* TEXT SHOWN
....................
Café
Chaos
12 -13th March 2013
Reviewed by
The programme says this is a 'dangerous comedy' but at times it was
a lot darker than that. Nevertheless it started mundanely enough with
the staff at a present day London Cafe preparing for another day.
Light-hearted and whimsical activity morphs into idiosyncratic banter,
as the cheery Greek of the waitress and the ethnic Russian accents of
the two male characters intermingle and you realise that this is not a
typical Cockney run business when the Jewish owner appears. The cosmopolitan
customer base adds to the mix and becomes the catalyst for a series of
interactions, funny, farcical or worse.The play is directed by and choreographed
by Sian Williams who plays Mrs Burstyn; the dancing on the tables scene
was well thought out and demanded agile activity on the floor as well,
but there is plenty of action in the constant coming and going in various
guises, from all the cast via the black curtained backdrop to the stage.
Bubbly Katerina(Joanna Croll) and Nikolay(Sam Parks) wait on a tawdry
selection of interlopers some who treat the staff with distain. Others
want tea or sympathy, like the old tramp who falls asleep at his table
only to be transformed into a heap of rags after a scene change, an hilarious
row between a married couple and the mix up of a food order, and good
use of props like an interjected 'No Smoking' sign, or judicious mention
of the toilets in a table upgrade. Clever use is made of an on stage CD
player to change the mood music and the 'Faulty Towers' like stage play
begins to bring into focus what has only been hinted at before; that there
are, despite the bonhomie, prejudice and indifference are lurking just
below the surface in this claustrophic inner space where the the sun never
shines.
....................
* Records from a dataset
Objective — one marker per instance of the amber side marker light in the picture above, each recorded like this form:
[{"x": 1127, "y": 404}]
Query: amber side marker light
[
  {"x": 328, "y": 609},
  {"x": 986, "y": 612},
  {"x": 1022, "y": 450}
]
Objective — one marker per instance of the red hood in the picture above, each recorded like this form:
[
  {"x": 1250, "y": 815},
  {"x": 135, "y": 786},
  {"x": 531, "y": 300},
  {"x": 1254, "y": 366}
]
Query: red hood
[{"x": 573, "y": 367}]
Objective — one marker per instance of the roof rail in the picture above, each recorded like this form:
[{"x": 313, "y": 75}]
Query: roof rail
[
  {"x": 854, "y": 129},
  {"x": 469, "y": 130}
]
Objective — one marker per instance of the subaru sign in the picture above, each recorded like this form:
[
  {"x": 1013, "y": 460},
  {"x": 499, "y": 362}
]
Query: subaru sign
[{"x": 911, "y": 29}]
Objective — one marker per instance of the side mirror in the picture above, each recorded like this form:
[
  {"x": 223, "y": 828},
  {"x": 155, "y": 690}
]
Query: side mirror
....................
* THE TASKS
a) According to the Café Chaos review, who directed and choreographed the play?
b) Please write out the stretch of the Café Chaos review from "Light-hearted and whimsical" through "to the stage.".
c) Extend the Café Chaos review past its final sentence.

* ANSWERS TO THE TASKS
a) Sian Williams, who also plays Mrs Burstyn.

b)
Light-hearted and whimsical activity morphs into idiosyncratic banter,
as the cheery Greek of the waitress and the ethnic Russian accents of
the two male characters intermingle and you realise that this is not a
typical Cockney run business when the Jewish owner appears. The cosmopolitan
customer base adds to the mix and becomes the catalyst for a series of
interactions, funny, farcical or worse.The play is directed by and choreographed
by Sian Williams who plays Mrs Burstyn; the dancing on the tables scene
was well thought out and demanded agile activity on the floor as well,
but there is plenty of action in the constant coming and going in various
guises, from all the cast via the black curtained backdrop to the stage.

c)
Gyorgi(Jamie Matthewman),the chef, when serving up, doubles as Professor
Torristor who has celebrity status with Mrs Burstyn until his holocaust
denial rant. Very dark memories are trawled up in a painful montage of
twisting entwined figures and a battered suitcase and the clever paper
lantern projection of cattle trucks and bodies crumpling into pits, which
brings the full horror of Hitler's death camps into poignant starkness
and triggers catharthis of a sort at the end.
The 3 year gestation period of this project, under Producer Michael Merwitzer,
shows the whole teams resolve to get it right and the multi-experienced
cast carry it off with a professionalism this emotional and fast flowing
one act of 80 minutes deserves, as the appreciative response from a nearly
full audience showed.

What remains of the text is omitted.